### SELECTED EXCERPT:
§ §
EXCEPTION_CONTINUE_EXECUTION

Let's take a closer look at the exception filter to see how it evaluates to one of the three exception identifiers defined in Excpt.h. In the section called "Funcmeister2", the EXCEPTION_EXECUTE_HANDLER identifier is hard-coded directly into the filter for simplicity's sake, but you can make the filter call a function that will determine which of the three identifiers should be returned. Here's another code example:

 char g_szBuffer[100]; void FunclinRoosevelt1() { int x = 0; char *pchBuffer = NULL; _ _try { *pchBuffer = 'J'; x = 5 / x; } _ _except (OilFilter1(&pchBuffer)) { MessageBox(NULL, "An exception occurred", NULL, MB_OK); } MessageBox(NULL, "Function completed", NULL, MB_OK); } LONG OilFilter1(char **ppchBuffer) { if (*ppchBuffer == NULL) { *ppchBuffer = g_szBuffer; return(EXCEPTION_CONTINUE_EXECUTION); } return(EXCEPTION_EXECUTE_HANDLER); } 

We first run into a problem when we try to put a 'J' into the buffer pointed to by pchBuffer. Unfortunately, we didn't initialize pchBuffer to point to our global buffer g_szBuffer; pchBuffer points to NULL instead. The CPU will generate an exception and evaluate the exception filter in the except block associated with the try block in which the exception occurred. In the except block, the OilFilter1 function is passed the address of the pchBuffer variable.
§ §
### REQUIRED WORK:
A: In the passage on exception filters, what does pchBuffer point to instead of the global buffer g_szBuffer?
B: Give the next part of the passage on exception filters, starting after its last sentence.
The rows play no part in this.

### DATA SECTION:
§ §
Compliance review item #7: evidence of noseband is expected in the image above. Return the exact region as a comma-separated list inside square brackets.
§ §
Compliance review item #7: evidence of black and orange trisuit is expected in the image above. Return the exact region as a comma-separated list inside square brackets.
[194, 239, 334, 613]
§ §
### TASK ANSWERS:
A: It points to NULL.

B:
When OilFilter1 gets control, it checks to see whether *ppchBuffer is NULL and, if it is, sets it to point to the global buffer g_szBuffer. The filter then returns EXCEPTION_CONTINUE_EXECUTION. When the system sees that the filter evaluated to EXCEPTION_CONTINUE_EXECUTION, it jumps back to the instruction that generated the exception and tries to execute it again. This time, the instruction will succeed, and 'J' will be put into the first byte of g_szBuffer.

As the code continues to execute, we run up against the divide by 0 problem in the try block. Again the system evaluates the exception filter. This time, OilFilter1 sees that *ppchBuffer is not NULL and returns EXCEPTION_EXECUTE_HANDLER, which tells the system to execute the except block code. This causes a message box to appear with text indicating that an exception occurred.

As you can see, you can do an awful lot of work inside an exception filter. Of course, the filter must return one of the three exception identifiers, but it can also perform any other tasks you want it to.

Use EXCEPTION_CONTINUE_EXECUTION with Caution

As it turns out, trying to correct the situation shown in the FunclinRoosevelt1 function and having the system continue execution might or might not work—it depends on the target CPU for your application, on how your compiler generates instructions for C/C++ statements, and on your compiler options.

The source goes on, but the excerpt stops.